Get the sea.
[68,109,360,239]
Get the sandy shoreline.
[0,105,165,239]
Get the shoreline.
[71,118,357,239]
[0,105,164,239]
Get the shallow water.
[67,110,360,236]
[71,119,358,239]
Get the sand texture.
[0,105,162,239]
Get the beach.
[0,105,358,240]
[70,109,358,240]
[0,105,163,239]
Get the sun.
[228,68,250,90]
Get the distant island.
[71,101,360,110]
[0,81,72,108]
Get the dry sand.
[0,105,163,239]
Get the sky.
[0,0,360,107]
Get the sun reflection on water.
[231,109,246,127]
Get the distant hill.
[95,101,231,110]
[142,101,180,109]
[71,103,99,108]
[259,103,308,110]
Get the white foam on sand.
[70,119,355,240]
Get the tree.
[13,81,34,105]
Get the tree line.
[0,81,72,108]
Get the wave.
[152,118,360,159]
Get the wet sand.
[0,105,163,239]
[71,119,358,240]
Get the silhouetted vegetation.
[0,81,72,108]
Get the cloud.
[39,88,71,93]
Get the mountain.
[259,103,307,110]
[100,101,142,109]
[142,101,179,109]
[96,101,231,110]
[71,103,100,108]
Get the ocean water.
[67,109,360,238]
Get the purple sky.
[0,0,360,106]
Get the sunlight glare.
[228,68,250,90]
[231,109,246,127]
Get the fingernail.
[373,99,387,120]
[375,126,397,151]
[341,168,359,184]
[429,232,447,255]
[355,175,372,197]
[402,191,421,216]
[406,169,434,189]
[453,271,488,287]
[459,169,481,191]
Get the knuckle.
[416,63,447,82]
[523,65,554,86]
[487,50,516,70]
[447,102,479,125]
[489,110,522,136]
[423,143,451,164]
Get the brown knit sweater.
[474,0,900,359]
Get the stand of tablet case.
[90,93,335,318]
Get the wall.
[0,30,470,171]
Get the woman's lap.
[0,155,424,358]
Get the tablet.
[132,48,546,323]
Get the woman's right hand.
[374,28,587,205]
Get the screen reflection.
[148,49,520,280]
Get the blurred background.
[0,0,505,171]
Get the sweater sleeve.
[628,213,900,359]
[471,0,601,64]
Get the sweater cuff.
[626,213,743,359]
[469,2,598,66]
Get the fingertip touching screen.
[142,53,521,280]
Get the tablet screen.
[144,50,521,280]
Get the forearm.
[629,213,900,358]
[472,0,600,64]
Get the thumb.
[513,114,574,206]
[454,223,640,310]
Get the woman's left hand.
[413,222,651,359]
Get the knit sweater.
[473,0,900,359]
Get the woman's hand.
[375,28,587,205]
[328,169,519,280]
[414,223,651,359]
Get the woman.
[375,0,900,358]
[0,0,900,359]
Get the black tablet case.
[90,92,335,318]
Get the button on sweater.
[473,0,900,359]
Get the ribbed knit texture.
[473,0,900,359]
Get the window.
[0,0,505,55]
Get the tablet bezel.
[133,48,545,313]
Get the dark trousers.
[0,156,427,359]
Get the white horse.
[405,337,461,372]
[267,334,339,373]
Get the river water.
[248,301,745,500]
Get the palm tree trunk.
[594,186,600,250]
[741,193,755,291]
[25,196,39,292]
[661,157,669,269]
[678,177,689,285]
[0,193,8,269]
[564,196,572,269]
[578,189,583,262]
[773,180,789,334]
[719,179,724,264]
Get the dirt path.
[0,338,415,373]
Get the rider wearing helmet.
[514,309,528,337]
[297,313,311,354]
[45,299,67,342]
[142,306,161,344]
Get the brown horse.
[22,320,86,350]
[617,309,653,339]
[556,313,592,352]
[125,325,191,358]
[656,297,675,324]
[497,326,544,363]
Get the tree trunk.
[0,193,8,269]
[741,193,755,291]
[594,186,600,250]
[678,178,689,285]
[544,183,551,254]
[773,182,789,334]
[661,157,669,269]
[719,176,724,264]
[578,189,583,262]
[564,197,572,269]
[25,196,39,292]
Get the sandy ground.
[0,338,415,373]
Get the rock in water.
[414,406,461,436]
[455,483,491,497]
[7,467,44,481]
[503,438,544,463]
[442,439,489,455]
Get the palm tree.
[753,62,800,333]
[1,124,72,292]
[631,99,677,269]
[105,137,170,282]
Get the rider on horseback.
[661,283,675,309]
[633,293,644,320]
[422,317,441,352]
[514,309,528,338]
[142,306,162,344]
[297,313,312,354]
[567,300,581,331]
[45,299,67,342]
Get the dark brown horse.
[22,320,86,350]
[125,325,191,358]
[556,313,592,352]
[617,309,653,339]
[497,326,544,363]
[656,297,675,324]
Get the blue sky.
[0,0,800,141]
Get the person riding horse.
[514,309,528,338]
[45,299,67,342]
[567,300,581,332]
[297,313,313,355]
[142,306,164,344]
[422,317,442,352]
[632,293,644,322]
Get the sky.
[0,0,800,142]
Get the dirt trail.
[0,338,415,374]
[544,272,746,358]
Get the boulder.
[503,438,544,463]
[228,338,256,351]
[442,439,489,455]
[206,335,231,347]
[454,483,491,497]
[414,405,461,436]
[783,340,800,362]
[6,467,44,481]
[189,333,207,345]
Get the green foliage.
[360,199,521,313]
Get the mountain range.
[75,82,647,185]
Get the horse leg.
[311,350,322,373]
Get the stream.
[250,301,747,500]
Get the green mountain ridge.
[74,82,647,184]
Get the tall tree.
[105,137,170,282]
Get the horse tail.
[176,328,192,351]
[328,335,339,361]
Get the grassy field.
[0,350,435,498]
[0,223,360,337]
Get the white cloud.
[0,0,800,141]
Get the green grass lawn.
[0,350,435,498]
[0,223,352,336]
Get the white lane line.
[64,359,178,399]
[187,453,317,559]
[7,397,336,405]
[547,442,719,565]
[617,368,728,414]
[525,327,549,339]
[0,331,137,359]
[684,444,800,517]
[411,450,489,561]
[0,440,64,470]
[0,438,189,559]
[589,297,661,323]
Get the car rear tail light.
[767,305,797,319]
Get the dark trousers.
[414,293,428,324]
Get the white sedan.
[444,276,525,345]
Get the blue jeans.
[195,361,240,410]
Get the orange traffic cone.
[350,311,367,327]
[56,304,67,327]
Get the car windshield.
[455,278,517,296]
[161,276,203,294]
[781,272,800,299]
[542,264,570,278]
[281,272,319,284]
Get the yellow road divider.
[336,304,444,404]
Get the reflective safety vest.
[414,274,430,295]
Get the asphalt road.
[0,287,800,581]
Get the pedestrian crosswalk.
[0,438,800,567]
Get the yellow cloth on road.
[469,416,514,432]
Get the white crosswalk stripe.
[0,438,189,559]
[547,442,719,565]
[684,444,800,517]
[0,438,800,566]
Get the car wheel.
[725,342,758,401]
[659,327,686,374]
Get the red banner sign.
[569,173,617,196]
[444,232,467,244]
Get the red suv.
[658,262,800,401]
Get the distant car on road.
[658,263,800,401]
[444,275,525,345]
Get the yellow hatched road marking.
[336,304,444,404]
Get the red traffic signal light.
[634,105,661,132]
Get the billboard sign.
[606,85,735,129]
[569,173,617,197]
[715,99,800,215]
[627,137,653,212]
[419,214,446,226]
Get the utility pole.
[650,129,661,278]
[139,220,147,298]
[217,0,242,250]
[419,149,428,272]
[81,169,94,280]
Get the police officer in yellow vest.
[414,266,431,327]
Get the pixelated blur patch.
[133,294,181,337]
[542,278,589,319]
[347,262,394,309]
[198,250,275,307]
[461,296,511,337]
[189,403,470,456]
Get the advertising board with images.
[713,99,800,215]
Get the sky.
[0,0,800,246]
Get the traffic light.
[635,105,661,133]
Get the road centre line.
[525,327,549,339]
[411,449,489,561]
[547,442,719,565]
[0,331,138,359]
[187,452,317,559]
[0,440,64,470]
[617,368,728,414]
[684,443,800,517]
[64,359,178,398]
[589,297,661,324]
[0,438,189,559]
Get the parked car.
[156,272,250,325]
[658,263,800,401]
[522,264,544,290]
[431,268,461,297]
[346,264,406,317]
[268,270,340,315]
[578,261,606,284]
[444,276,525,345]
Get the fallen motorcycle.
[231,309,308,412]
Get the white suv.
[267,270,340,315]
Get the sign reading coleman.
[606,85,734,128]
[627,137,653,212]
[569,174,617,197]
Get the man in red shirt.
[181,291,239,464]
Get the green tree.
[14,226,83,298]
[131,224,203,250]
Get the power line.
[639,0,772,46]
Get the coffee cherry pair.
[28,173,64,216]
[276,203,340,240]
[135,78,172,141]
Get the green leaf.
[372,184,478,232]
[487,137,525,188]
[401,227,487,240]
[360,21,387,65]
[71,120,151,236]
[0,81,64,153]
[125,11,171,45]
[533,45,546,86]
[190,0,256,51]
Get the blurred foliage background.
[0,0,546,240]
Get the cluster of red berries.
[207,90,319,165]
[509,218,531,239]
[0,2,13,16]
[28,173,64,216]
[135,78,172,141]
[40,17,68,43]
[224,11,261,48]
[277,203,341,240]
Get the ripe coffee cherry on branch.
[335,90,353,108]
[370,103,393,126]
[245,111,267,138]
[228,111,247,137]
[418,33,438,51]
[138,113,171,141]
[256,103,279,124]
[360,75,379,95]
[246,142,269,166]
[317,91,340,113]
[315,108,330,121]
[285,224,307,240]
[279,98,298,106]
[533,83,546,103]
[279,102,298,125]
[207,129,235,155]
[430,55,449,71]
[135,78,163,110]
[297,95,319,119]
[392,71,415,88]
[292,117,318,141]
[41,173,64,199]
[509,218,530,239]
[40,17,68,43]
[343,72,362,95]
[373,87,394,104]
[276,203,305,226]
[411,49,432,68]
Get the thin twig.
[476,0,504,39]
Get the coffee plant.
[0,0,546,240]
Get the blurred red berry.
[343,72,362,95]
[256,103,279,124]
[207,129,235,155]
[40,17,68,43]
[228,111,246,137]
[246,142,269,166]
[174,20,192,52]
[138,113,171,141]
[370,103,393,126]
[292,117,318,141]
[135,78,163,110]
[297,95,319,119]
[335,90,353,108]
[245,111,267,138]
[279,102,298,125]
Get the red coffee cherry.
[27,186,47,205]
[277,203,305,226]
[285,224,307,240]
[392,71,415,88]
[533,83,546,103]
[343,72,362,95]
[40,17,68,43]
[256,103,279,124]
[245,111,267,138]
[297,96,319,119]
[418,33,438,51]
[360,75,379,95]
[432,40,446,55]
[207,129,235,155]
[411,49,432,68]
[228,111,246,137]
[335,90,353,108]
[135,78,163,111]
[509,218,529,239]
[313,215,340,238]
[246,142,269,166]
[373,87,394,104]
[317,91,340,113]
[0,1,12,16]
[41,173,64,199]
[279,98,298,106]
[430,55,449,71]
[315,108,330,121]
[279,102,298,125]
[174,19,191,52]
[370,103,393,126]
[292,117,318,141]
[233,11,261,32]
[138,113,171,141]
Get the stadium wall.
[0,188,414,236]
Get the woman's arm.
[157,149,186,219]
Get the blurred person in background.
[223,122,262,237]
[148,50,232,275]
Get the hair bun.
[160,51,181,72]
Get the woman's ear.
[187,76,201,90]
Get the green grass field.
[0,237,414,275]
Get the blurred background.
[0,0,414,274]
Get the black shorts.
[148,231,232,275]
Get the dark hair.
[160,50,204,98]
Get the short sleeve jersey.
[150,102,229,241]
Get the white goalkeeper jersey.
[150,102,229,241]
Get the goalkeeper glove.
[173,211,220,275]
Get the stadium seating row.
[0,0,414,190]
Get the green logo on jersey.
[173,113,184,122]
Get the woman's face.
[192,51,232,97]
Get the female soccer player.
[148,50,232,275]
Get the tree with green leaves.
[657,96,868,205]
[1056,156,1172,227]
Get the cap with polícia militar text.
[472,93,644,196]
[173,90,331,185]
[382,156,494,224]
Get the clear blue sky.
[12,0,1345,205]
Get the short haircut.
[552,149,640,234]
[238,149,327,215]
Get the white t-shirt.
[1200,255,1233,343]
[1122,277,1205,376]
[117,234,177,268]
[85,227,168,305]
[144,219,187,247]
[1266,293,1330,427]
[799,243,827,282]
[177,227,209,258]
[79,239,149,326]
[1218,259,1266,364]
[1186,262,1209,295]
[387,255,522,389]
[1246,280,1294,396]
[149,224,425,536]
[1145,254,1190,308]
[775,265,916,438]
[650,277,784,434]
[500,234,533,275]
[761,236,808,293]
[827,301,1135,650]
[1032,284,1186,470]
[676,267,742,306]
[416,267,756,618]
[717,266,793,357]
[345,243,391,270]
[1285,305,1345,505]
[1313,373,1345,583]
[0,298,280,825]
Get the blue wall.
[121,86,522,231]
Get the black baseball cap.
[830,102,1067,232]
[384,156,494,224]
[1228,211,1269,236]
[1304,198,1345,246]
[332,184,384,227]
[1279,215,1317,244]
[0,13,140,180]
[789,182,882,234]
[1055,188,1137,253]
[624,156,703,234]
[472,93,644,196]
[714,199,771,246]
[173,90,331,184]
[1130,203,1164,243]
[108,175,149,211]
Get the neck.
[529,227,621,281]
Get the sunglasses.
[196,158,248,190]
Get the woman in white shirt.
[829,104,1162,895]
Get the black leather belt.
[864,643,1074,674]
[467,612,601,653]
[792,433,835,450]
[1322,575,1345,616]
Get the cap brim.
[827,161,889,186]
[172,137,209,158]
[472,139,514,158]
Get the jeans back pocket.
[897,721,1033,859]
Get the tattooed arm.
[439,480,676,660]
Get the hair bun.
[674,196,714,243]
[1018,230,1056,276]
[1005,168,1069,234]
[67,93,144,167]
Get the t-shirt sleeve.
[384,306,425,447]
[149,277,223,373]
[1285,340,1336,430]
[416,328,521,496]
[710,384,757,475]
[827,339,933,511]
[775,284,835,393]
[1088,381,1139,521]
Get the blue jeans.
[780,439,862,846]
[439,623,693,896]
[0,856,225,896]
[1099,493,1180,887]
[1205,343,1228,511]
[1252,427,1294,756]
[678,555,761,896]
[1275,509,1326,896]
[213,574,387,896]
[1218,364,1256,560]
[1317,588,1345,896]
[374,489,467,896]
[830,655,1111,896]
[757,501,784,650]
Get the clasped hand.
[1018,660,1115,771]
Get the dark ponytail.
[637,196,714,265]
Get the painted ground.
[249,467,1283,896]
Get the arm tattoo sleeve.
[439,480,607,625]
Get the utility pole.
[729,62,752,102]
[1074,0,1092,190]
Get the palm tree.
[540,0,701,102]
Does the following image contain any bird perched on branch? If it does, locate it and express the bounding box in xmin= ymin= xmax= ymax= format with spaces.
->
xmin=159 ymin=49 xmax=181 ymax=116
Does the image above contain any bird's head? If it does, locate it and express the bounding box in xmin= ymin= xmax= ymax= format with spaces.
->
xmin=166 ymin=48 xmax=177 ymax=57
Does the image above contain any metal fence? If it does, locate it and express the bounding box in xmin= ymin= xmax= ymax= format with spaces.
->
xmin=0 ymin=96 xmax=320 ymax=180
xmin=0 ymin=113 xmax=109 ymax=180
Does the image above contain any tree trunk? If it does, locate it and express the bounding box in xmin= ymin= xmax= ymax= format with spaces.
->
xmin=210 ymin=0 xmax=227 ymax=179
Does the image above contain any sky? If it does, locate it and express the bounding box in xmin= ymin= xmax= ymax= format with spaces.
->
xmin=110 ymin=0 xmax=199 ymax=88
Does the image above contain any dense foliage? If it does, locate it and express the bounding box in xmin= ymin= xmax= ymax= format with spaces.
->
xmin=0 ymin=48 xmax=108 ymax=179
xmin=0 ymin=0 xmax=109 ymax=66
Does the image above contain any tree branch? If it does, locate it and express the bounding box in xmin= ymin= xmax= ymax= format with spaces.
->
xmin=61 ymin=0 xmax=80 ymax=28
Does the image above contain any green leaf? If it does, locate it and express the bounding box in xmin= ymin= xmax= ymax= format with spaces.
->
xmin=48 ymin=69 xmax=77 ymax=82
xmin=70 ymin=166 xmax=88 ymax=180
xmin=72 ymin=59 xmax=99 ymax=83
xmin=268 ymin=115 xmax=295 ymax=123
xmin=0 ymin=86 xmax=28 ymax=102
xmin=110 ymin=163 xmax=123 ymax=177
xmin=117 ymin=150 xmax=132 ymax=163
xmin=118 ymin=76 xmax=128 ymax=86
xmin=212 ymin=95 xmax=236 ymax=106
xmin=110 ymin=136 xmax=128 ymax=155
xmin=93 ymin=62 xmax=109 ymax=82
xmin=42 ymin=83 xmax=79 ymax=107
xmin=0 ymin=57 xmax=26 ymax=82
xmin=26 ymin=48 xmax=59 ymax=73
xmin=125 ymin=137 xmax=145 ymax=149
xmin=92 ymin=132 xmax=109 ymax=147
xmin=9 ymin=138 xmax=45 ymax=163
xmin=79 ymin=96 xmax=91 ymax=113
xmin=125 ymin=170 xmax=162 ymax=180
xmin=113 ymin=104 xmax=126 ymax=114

• • • •

Exercise directions> Take the line holding "Does the image above contain any tree trunk?" and all lines after it through the end of the data, and set them down exactly.

Complete response>
Does the image above contain any tree trunk? If it does, locate it and express the bounding box in xmin= ymin= xmax= ymax= format with spaces.
->
xmin=210 ymin=0 xmax=227 ymax=179
Does the image above contain any sky? If it does, locate it and express the bounding box in xmin= ymin= xmax= ymax= format with spaces.
->
xmin=110 ymin=0 xmax=199 ymax=88
Does the image above contain any dense foliage? If it does, locate it and express the bounding box in xmin= ymin= xmax= ymax= format with spaces.
->
xmin=0 ymin=48 xmax=108 ymax=179
xmin=0 ymin=0 xmax=109 ymax=66
Does the image above contain any tree branch? If it does, locate it and express the bounding box in xmin= ymin= xmax= ymax= format with spaces.
->
xmin=61 ymin=0 xmax=80 ymax=28
Does the image above contain any green leaf? If it does, locate it and express the bounding box in xmin= ymin= xmax= ymax= format with spaces.
->
xmin=48 ymin=69 xmax=77 ymax=82
xmin=70 ymin=166 xmax=88 ymax=180
xmin=72 ymin=59 xmax=99 ymax=83
xmin=268 ymin=115 xmax=295 ymax=123
xmin=0 ymin=86 xmax=28 ymax=102
xmin=110 ymin=163 xmax=123 ymax=177
xmin=117 ymin=150 xmax=132 ymax=163
xmin=118 ymin=76 xmax=128 ymax=86
xmin=212 ymin=95 xmax=236 ymax=106
xmin=110 ymin=136 xmax=128 ymax=155
xmin=93 ymin=62 xmax=109 ymax=82
xmin=42 ymin=83 xmax=79 ymax=107
xmin=0 ymin=57 xmax=26 ymax=82
xmin=26 ymin=48 xmax=59 ymax=73
xmin=125 ymin=137 xmax=145 ymax=149
xmin=92 ymin=132 xmax=109 ymax=147
xmin=9 ymin=138 xmax=45 ymax=163
xmin=79 ymin=96 xmax=91 ymax=113
xmin=125 ymin=170 xmax=162 ymax=180
xmin=113 ymin=104 xmax=126 ymax=114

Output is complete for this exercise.